We need to become ACCOUNTABLE for our own internal South African genocide – women and children killed in their numbers by those who are supposed to keep them safe.


STOP THE VIOLENCE – End The War on Women

We need to become ACTIVE BYSTANDERS and COURAGEOUS ADVOCATES for justice and gender equality, drawing on the many positive tools in our sacred texts and religious and cultural traditions to shift the narrative towards a transformed world – and to do so with ONE VOICE;


We need to ensure that there are CONSEQUENCES for those who perpetrate violence to achieve their own ends, as well as those who continue to turn a blind eye to hatred, death and destruction in our own homes, communities and even our faith communities.


We must take time to LISTEN – to understand the underlying multiple woundedness within ourselves and our society – and have the courage to confront our darkness and begin to heal. This last one is more difficult than all the others, and yet perhaps the most important.
Finally, we need to avoid the sense of our helplessness in the face of evil.

Let us heed the words of Anglican Archbishop Thabo Makgoba:

“Nevertheless, we must refuse to be overwhelmed by despair.”Instead, he encourages us: “Don’t fear standing up to those who make war; don’t fear those who abuse power – whether in public life, neighbourhoods and homes”.

Anglican Archbishop, Thabo Makgoba



This is hard, but, as we build our joint Interfaith Action to End GBV Collective, we can rely on the solidarity and support of others.
Let us use 2024 to not only invite many others to sign our Interfaith Statement of Commitment on GBVF, but to support one another to bring it to life in fulfilling our commitments in decisive actions. It is time to be active bystanders and courageous advocates believing that it is our moral and spiritual imperative to turn the tide on our watch.

Join the Interfaith Movement To End GBVF Signature Campaign!

Pledge as an individual and as a representative of your faith to eradicate GBVF from within your institution and wider community. Your signature is more than ink; it’s a promise for change!

Spread the word—transform lives!

Share this statement and amplify our collective voice against GBVF. Let’s create a groundswell of commitment to reshape our nation

TAKE THE PLEDGE BY SIGNING THE PETITION

Daniela Gennrich

Co-ordinator, We Will Speak Out SA

Faith Action to End GBV Collective

Consultant, NGO Development Services and Gender Process Facilitator

Westville, Durban Tel. 0027 (0)84 581 0622) danielagennrich8@gmail.com

Lay Canon, Gender and Gender Based Violence

Diocese of Natal, Anglican Church of Southern Africa (ACSA)

The only thing that really converts people is “an encounter with the face of the other.” Emmanuel Levinas (1905-1995)

*NOTE: The writer recognises that similar dynamics are at play in all forms of violence, particularly in relation to South Africa’s political killings and the silencing of whistle-blowers, and the ongoing normalisation of all forms of corruption and violence. This blog has chosen to focus on one of these, in line with our mission to end gender-based violence against women and children in particular.

● **Exercise data**
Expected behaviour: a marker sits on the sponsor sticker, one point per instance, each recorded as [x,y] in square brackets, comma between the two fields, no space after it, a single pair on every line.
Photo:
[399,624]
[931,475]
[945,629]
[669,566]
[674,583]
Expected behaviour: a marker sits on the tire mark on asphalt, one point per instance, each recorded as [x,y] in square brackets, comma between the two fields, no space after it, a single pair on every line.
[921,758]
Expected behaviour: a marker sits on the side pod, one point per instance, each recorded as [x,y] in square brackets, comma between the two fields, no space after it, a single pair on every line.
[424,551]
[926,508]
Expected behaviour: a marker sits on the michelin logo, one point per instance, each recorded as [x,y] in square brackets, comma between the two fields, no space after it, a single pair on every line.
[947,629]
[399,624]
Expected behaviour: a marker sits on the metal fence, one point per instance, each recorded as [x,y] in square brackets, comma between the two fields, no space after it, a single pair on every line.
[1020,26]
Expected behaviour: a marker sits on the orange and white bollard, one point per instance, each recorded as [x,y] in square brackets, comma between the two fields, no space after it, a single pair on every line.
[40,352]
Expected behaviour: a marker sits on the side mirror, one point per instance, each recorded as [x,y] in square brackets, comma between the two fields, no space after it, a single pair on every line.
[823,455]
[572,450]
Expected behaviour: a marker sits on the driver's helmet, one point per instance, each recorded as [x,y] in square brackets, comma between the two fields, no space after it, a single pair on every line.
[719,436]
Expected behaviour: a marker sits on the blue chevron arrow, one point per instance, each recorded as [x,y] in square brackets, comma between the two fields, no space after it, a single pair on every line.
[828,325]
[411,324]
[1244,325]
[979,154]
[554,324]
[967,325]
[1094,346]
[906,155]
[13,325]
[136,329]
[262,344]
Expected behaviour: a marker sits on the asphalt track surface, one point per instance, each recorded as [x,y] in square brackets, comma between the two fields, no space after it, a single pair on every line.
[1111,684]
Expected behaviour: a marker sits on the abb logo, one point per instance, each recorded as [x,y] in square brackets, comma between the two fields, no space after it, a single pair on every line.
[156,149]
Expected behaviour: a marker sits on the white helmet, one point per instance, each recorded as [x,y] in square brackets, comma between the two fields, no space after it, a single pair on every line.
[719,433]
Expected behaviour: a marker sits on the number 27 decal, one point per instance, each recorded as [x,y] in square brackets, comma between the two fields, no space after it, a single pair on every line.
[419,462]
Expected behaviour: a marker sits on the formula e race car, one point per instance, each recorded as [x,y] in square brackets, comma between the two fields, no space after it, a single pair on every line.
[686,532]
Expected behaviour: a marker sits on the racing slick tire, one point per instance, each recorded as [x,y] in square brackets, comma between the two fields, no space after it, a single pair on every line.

● **Task item**
According to the text on ending gender-based violence, whose words should readers heed when refusing to be overwhelmed by despair?

● **Result of the exercise**
Anglican Archbishop Thabo Makgoba